> _RECORD SET_
--------

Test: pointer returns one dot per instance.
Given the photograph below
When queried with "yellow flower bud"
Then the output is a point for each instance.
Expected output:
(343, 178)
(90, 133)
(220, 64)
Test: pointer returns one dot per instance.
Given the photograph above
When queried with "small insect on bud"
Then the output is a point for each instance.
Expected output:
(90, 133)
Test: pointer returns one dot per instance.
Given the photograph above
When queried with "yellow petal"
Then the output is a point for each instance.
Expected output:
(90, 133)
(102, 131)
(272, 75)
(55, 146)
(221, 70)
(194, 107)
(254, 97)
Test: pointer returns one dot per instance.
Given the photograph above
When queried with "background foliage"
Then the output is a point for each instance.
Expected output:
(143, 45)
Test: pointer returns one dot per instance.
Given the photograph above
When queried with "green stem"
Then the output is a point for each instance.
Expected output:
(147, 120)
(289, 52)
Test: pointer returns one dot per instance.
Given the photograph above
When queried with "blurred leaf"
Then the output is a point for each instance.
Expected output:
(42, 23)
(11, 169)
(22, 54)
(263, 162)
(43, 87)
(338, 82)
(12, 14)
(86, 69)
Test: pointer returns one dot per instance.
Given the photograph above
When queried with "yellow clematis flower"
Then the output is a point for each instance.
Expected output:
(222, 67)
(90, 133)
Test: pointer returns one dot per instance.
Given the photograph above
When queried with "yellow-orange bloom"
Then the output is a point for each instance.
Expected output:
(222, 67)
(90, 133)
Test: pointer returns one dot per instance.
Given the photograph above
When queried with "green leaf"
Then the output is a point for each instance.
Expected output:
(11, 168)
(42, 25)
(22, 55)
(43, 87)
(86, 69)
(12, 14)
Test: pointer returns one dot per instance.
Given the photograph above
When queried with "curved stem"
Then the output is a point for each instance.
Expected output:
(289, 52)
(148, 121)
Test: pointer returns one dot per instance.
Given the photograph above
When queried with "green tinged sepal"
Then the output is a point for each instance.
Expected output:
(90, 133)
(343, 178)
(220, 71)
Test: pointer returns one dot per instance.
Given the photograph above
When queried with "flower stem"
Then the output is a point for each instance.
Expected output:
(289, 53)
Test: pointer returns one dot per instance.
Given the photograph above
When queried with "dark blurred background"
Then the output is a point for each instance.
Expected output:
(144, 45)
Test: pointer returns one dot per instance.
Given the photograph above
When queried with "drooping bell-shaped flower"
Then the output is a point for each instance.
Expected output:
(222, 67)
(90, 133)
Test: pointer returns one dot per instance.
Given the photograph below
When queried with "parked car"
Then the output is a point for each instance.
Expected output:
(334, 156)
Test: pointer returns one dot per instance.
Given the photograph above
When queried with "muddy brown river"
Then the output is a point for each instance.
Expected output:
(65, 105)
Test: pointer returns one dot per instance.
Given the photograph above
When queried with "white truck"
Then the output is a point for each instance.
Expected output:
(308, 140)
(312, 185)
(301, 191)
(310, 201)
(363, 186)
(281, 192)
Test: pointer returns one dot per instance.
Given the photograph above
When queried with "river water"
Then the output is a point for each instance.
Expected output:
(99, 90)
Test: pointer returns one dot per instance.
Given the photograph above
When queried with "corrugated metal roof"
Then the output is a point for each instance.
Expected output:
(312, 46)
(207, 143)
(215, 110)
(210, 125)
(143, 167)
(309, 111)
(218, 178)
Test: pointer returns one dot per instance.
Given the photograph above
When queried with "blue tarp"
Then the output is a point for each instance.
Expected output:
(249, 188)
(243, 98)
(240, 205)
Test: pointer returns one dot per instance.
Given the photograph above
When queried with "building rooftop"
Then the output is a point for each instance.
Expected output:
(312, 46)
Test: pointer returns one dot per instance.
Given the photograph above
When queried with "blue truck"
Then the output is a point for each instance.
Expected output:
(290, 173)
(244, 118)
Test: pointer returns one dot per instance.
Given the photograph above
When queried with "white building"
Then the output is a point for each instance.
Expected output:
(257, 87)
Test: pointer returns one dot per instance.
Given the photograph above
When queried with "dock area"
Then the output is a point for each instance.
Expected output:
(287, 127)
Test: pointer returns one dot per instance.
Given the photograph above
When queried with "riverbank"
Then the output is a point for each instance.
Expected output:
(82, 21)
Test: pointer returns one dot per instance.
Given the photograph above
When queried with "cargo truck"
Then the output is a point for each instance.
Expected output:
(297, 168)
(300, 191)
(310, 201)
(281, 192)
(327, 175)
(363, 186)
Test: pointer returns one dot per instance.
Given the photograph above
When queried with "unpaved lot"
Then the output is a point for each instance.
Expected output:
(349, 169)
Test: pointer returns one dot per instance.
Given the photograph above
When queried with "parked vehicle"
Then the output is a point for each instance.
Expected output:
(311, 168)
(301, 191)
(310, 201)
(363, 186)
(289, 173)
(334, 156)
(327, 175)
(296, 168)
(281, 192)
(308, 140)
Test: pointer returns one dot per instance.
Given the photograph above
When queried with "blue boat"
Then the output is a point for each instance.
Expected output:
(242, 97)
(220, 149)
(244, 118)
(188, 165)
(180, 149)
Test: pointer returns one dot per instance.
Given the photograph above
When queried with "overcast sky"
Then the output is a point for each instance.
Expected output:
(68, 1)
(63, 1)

--------

> _AIM OF THE TASK_
Transcribe the records above exactly as they appear.

> _RESPONSE TO THIS EXERCISE_
Test: pointer returns one dot per instance.
Given the photograph below
When queried with "yellow flower bud"
Then the output is a point for each instance.
Expected output:
(343, 178)
(90, 133)
(220, 64)
Test: pointer returns one dot per instance.
Given the photograph above
When queried with "small insect on bud"
Then the output is a point for each instance.
Expected output:
(90, 133)
Test: pointer returns one dot per instance.
Given the photograph above
When queried with "yellow petal"
Then the output is a point for each instance.
Expected output:
(90, 133)
(102, 131)
(272, 75)
(55, 146)
(221, 70)
(194, 107)
(254, 97)
Test: pointer returns one dot per instance.
Given the photograph above
When queried with "background foliage"
Then the output is a point for each instance.
Expected output:
(143, 45)
Test: pointer returns one dot per instance.
Given the photograph above
When queried with "green stem"
Then the output is a point for each instance.
Expected output:
(147, 120)
(289, 52)
Test: pointer returns one dot per instance.
Given the photograph above
When queried with "blurred leaf"
Then the output is a point for each instance.
Expected output:
(42, 23)
(11, 169)
(22, 54)
(263, 162)
(43, 87)
(338, 82)
(12, 14)
(86, 69)
Test: pointer returns one dot per instance.
Given the photograph above
When queried with "yellow clematis flower"
Then the output is a point for each instance.
Expected output:
(222, 67)
(90, 133)
Test: pointer returns one dot per instance.
Given the photograph above
When queried with "yellow-orange bloom"
Then the output is a point for each instance.
Expected output:
(222, 67)
(90, 133)
Test: pointer returns one dot per instance.
Given the photograph above
When queried with "green leaf"
Then the output is a point for each instance.
Expected output:
(11, 168)
(42, 25)
(22, 55)
(43, 87)
(86, 69)
(12, 14)
Test: pointer returns one dot per instance.
Given the photograph above
When queried with "curved stem"
Then the output is a point for each instance.
Expected output:
(289, 52)
(148, 121)
Test: pointer returns one dot per instance.
Given the photograph above
When queried with "green tinged sepal"
Then the output is a point for each instance.
Expected output:
(90, 133)
(343, 178)
(220, 71)
Test: pointer returns one dot per instance.
Given the photograph above
When queried with "flower stem"
Then the output is a point for each instance.
Expected output:
(289, 53)
Test: pointer returns one dot per instance.
Given the photograph above
When queried with "dark blurred background"
Then the output is a point for each instance.
Expected output:
(144, 45)
Test: pointer returns one dot per instance.
Given the photograph above
When queried with "drooping bell-shaped flower"
Then the output is a point for each instance.
Expected output:
(222, 67)
(90, 133)
Test: pointer returns one dot per instance.
Given the photograph below
When queried with "parked car"
Then the output is a point for each instance.
Expected output:
(334, 156)
Test: pointer returns one dot per instance.
Given the photograph above
When queried with "muddy brown river"
Then the output is a point for each instance.
Expected output:
(65, 105)
Test: pointer returns one dot per instance.
Given the photograph above
When queried with "white truck"
Then the output is a point for each instance.
Expected output:
(308, 140)
(312, 185)
(301, 191)
(310, 201)
(363, 186)
(281, 192)
Test: pointer returns one dot per instance.
Given the photograph above
When queried with "river water"
Then the output is a point for each instance.
Expected output:
(99, 90)
Test: pointer returns one dot per instance.
Given the photograph above
When queried with "corrugated metal roof"
Then the output is a point for each instance.
Expected output:
(312, 46)
(207, 143)
(215, 110)
(210, 125)
(143, 167)
(309, 111)
(218, 178)
Test: pointer returns one dot per instance.
Given the photograph above
When queried with "blue tarp"
Then the output is a point for each instance.
Expected output:
(249, 188)
(243, 98)
(240, 205)
Test: pointer returns one dot per instance.
Given the photograph above
When queried with "building rooftop"
Then the output is a point for each instance.
Expected output:
(312, 46)
Test: pointer returns one dot per instance.
Given the photograph above
When queried with "blue truck"
Then the output is a point for each instance.
Expected output:
(290, 173)
(244, 118)
Test: pointer returns one dot per instance.
Given the photograph above
When queried with "white building"
Then the output is a point for each instance.
Expected output:
(257, 87)
Test: pointer returns one dot per instance.
Given the photograph above
When queried with "dock area"
Then the output is a point for each instance.
Expected output:
(287, 127)
Test: pointer returns one dot per instance.
Given the photograph above
When queried with "riverbank"
Then the output is a point for each instance.
Expected output:
(82, 21)
Test: pointer returns one dot per instance.
Given the photograph above
When queried with "cargo truck"
Then the output is a point for each instance.
Expected output:
(297, 168)
(300, 191)
(310, 201)
(281, 192)
(327, 175)
(363, 186)
Test: pointer returns one dot per instance.
Given the photograph above
When queried with "unpaved lot"
Then the output is a point for each instance.
Expected output:
(349, 169)
Test: pointer returns one dot per instance.
Given the photograph above
When queried with "parked vehicle"
Then the output is a point for each instance.
Expected output:
(311, 168)
(301, 191)
(310, 201)
(363, 186)
(289, 173)
(334, 156)
(327, 175)
(296, 168)
(281, 192)
(308, 140)
Test: pointer returns one dot per instance.
Given the photograph above
When queried with "blue boat"
Then the output is a point for each instance.
Expected output:
(242, 97)
(220, 149)
(244, 118)
(188, 165)
(180, 149)
Test: pointer returns one dot per instance.
Given the photograph above
When queried with "overcast sky"
Then the output is a point for each instance.
Expected output:
(68, 1)
(63, 1)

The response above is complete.